→ Written task:
Reproduce these records, substituting "stone wall" for every occurrence of "rock wall" and leaving everything else as it is.

(Source records)
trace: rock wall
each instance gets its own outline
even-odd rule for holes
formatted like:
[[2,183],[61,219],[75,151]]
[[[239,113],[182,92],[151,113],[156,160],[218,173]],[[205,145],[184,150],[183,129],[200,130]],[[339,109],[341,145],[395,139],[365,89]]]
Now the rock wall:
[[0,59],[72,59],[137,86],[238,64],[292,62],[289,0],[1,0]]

→ Solution below:
trace: stone wall
each instance gets its own outline
even-odd rule for holes
formatted like:
[[2,183],[61,219],[75,151]]
[[[239,113],[182,92],[151,113],[156,160],[218,173]],[[205,145],[184,150],[183,129],[200,130]],[[339,109],[341,145],[395,139],[365,89]]]
Now the stone wall:
[[0,59],[72,59],[137,86],[238,64],[292,62],[289,0],[1,0]]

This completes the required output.